Short exercise 1 →
In the review of the Hamilton biography, at what age did Hamilton start working for the Cruger Brothers trading company?
Short exercise 2 →
From the review of the Hamilton biography, rewrite the stretch from "St croix island.gif" through "with Hamilton’s stewardship.", changing "stewardship" to "management".

‘Alexander Hamilton: A Life’ (2003) by Willard Randall

Alexander Hamilton (1755 –1804) was widely expected to succeed George Washington as leader of the Federalist party, which advocated a strong central government. That is until he was murdered by Vice-President Aaron Burr. Yet his face is there on the ten dollar bill. To find out why, read on.
Hamilton cover.jpg
Born out of wedlock on the Danish island of St Croix in the West Indies, he was legally a bastard. His mother, a French Huguenot, died when he was fifteen and left him an orphan. He attended a rabbinical school on the island because the Christian schools would not accept a bastard. He was both intelligent and quick to catch on, but his education was basic. He went to work at fourteen for the Cruger Brothers trading company in St Croix which had headquarters in New York City. In later life he was religious, but it is not at all clear he was ever baptised.
St croix island.gif Now part of the US Virgin Islands.
When the local proprietor, Cruger, became ill and returned to New York for treatment, he left his chief clerk, the boy Hamilton, in charge for a few weeks that unexpectedly turned into months. Hamilton had lied about his age to get work by adding two or three years. As Cruger’s absence stretched over the months, Hamilton ran the business, made decisions, signed orders, negotiated prices, initiated law suits to secure payment, signed correspondence, deposited monies, honoured contracts, and took several initiatives. When the owner returned he was very pleased with Hamilton’s stewardship.
This period of management was crucial to Hamilton’s subsequent career. St Croix was part of the triangle trade in slaves, rum (sugar), and New England goods. The man-child Hamilton ran slave auctions. He bought from and sold to New England merchants, who came to know his name from these transactions.

Data excerpt →
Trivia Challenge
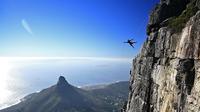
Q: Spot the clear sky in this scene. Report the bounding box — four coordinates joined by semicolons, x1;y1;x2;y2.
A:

Output 1 →
At fourteen.

Output 2 →
St croix island.gif Now part of the US Virgin Islands.
When the local proprietor, Cruger, became ill and returned to New York for treatment, he left his chief clerk, the boy Hamilton, in charge for a few weeks that unexpectedly turned into months. Hamilton had lied about his age to get work by adding two or three years. As Cruger’s absence stretched over the months, Hamilton ran the business, made decisions, signed orders, negotiated prices, initiated law suits to secure payment, signed correspondence, deposited monies, honoured contracts, and took several initiatives. When the owner returned he was very pleased with Hamilton’s management.